* **Source material**:
--------------------------------------------------

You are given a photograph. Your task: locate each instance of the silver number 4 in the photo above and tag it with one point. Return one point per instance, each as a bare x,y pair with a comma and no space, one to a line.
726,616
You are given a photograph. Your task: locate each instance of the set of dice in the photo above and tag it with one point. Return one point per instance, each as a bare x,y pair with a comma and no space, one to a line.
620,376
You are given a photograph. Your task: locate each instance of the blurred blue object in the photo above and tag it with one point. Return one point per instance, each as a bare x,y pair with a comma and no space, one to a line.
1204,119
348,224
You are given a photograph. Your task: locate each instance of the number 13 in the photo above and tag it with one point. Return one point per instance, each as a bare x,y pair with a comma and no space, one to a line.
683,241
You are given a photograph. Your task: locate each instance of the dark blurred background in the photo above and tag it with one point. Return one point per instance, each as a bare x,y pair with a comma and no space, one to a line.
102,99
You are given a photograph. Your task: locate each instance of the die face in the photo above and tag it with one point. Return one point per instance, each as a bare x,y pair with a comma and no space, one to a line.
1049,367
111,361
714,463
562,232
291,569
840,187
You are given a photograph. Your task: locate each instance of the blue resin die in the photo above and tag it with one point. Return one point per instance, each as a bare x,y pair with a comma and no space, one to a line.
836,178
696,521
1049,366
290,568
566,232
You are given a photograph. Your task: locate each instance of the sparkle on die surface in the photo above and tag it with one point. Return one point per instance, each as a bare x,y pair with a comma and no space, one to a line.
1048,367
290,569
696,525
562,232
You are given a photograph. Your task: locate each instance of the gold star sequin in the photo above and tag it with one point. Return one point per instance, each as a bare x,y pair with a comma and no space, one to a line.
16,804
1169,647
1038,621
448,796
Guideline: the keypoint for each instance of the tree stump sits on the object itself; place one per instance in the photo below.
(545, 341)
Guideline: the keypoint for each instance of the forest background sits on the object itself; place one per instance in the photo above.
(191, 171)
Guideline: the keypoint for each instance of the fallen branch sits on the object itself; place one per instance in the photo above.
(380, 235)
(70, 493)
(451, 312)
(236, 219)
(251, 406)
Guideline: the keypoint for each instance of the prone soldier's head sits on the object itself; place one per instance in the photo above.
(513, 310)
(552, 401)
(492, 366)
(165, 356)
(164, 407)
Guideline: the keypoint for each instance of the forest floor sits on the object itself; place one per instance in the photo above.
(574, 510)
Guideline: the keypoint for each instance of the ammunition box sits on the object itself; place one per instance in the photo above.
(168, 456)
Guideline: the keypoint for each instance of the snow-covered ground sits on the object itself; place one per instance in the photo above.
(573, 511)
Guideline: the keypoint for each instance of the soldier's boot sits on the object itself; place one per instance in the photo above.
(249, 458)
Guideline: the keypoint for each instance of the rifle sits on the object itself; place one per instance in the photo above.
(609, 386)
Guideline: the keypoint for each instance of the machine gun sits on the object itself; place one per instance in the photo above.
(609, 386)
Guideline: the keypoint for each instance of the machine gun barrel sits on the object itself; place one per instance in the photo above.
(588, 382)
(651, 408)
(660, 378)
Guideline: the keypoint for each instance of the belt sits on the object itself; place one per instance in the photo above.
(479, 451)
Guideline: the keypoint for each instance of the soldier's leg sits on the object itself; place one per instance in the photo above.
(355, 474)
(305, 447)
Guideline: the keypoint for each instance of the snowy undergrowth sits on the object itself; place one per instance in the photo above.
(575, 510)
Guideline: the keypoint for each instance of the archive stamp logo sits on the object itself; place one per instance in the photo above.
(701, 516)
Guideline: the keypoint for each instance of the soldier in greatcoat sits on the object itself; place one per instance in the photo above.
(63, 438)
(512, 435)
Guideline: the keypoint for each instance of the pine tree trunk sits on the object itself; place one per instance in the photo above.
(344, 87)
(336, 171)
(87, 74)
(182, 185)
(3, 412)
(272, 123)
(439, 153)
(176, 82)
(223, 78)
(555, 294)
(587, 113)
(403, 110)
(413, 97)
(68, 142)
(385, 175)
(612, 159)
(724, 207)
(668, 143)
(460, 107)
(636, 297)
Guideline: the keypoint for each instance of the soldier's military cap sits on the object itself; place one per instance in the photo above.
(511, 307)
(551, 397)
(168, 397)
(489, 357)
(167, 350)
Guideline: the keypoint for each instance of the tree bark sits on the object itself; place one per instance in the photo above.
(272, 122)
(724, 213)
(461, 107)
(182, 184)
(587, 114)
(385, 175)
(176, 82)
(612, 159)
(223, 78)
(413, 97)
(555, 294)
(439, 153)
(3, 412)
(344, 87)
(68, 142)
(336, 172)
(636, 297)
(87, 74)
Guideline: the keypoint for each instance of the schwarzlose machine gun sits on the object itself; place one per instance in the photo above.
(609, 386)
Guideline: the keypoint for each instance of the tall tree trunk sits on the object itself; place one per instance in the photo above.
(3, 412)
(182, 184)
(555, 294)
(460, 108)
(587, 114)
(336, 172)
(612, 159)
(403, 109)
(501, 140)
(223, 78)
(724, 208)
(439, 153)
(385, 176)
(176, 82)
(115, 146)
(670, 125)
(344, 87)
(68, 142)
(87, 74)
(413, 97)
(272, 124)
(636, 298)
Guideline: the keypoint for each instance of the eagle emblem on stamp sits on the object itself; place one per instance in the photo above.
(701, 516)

--------------------------------------------------

Nothing in the records may change. Print all of them.

You are given a photograph. Your task: locate each instance of the silver number 4 in the photo above and tag it with one point. Return one point per instance, each as a bare x,y pair with a comma and no space, one to a line.
726,616
You are given a photograph. Your task: locate each instance of the set of dice in the photo above and tag it with one point. Return one point per instance, each as a bare x,y pair with a comma and no space, one to a line.
620,376
You are given a photograph. Your task: locate each instance of the blurred blue object in the photo above and tag it with one point. Return one point per instance, each as a bare x,y pair with a comma and no space, one to a line.
1204,119
348,224
You are given a photograph. Your task: locate each instance of the number 13 in the photo above and tag it with one point. Return one point per instance, each as a bare x,y pair with a comma and no space, one to a line.
683,241
You are given a photograph. Your task: locate each instance of the dark blurred background in the photo above and tag it with one point. Return one point per instance, each as a bare x,y pair with a comma and no space, one to a line.
102,99
You are given a photograph. Your task: locate each instance of the die face in the photo above and tag it with one point. Return one point per instance, each as a bare x,y pair with a comma and no space, one to a line.
1049,367
111,361
714,463
562,232
291,569
840,187
You are given a photograph. Your task: locate each instance of the blue resin die in the photo above and tag it with one point. Return one point per instance, each as a bare x,y pair with a comma and no space, one to a line.
836,178
696,521
1049,366
290,568
566,232
You are given a photograph. Your task: locate each instance of the sparkle on die surface in the photo above and tag it with one point. Return one point per instance, each as a bare x,y pair with a comma and no space, one to a line.
1048,367
290,569
696,525
562,232
You are given a photograph. Your task: locate each instance of the gold star sequin in the photo above and tag it with one point. Return one point per instance, each as a bare x,y pair with a comma and no space, one to a line.
16,804
1169,647
1038,621
448,796
Guideline: the keypoint for each instance of the tree stump sits on the object itself; place one per instance in the photo below.
(545, 341)
Guideline: the keypoint for each instance of the forest background sits on the object itself; place one per instance in the photo above.
(191, 171)
Guideline: the keypoint for each instance of the fallen branch sits on the object itself; place one per instance in the photo above.
(380, 235)
(70, 493)
(451, 312)
(236, 219)
(251, 406)
Guideline: the keypoint for each instance of the prone soldier's head sits on the object itself; place one per instance in the photo above.
(513, 310)
(552, 401)
(492, 366)
(165, 356)
(164, 407)
Guideline: the keypoint for each instance of the forest floor sits on the object itself; place one per instance in the photo above.
(574, 510)
Guideline: the keypoint for each instance of the ammunition box sits on the object itself; place one per instance in the photo above.
(168, 456)
Guideline: the keypoint for each instance of the snow-covered ground sits on the object itself; place one per instance in the photo above.
(573, 511)
Guideline: the keypoint for each instance of the soldier's boot sits on the object itself; place one per instance in the photo above.
(249, 458)
Guideline: the keypoint for each instance of the rifle sits on the object itself; place one per instance in the photo above.
(609, 386)
Guideline: the keypoint for each instance of the machine gun sits on the object itself; place one per instance in the photo above.
(609, 386)
Guideline: the keypoint for each instance of the machine gun barrel sits on the object itself; place one per instance in the photo above.
(588, 382)
(651, 408)
(660, 378)
Guideline: the keypoint for each instance of the belt sits on the object itself; place one per instance in the photo above.
(479, 451)
Guideline: the keypoint for each instance of the soldier's leg sits on the object itself; place one per instance in the photo above.
(355, 474)
(305, 447)
Guideline: the keypoint for each instance of the snowy undergrowth sits on the object itself; place one per instance in the photo above.
(575, 510)
Guideline: the keypoint for each instance of the archive stamp logo sits on the object itself; place one per instance in the photo above.
(701, 516)
Guideline: the keypoint for each instance of the soldier in greatcoat sits on the object itself; place one per instance in the photo above.
(63, 438)
(512, 435)
Guideline: the keypoint for each instance of the pine tree trunk sits on the object itself; place one per instance in the photo above.
(344, 87)
(336, 171)
(87, 74)
(182, 185)
(3, 412)
(272, 123)
(439, 153)
(176, 82)
(223, 78)
(555, 294)
(587, 113)
(403, 110)
(413, 97)
(68, 142)
(385, 175)
(612, 159)
(724, 207)
(668, 143)
(460, 107)
(636, 297)
Guideline: the keypoint for each instance of the soldier's military cap sits on the object itself; place one per instance in the photo above.
(511, 307)
(551, 397)
(168, 397)
(489, 357)
(167, 350)
Guideline: the keypoint for each instance of the tree bark sits on the object itself; place one per instance in the photo above.
(272, 122)
(724, 213)
(461, 107)
(182, 184)
(587, 114)
(385, 175)
(176, 82)
(612, 159)
(223, 78)
(413, 97)
(555, 294)
(439, 153)
(3, 412)
(344, 87)
(68, 142)
(336, 172)
(636, 297)
(87, 74)
Guideline: the keypoint for each instance of the schwarzlose machine gun sits on the object itself; place one per instance in the photo above.
(609, 386)
Guideline: the keypoint for each instance of the tall tree trunk sits on the object itself; place one per instance in the photo above.
(3, 412)
(182, 184)
(555, 294)
(460, 108)
(587, 114)
(336, 172)
(612, 159)
(403, 109)
(501, 140)
(223, 78)
(724, 208)
(439, 153)
(385, 176)
(176, 82)
(115, 146)
(670, 125)
(344, 87)
(68, 142)
(87, 74)
(413, 97)
(272, 124)
(636, 298)
Guideline: the keypoint for each instance of the eagle emblem on stamp sits on the object itself; place one per instance in the photo above.
(701, 516)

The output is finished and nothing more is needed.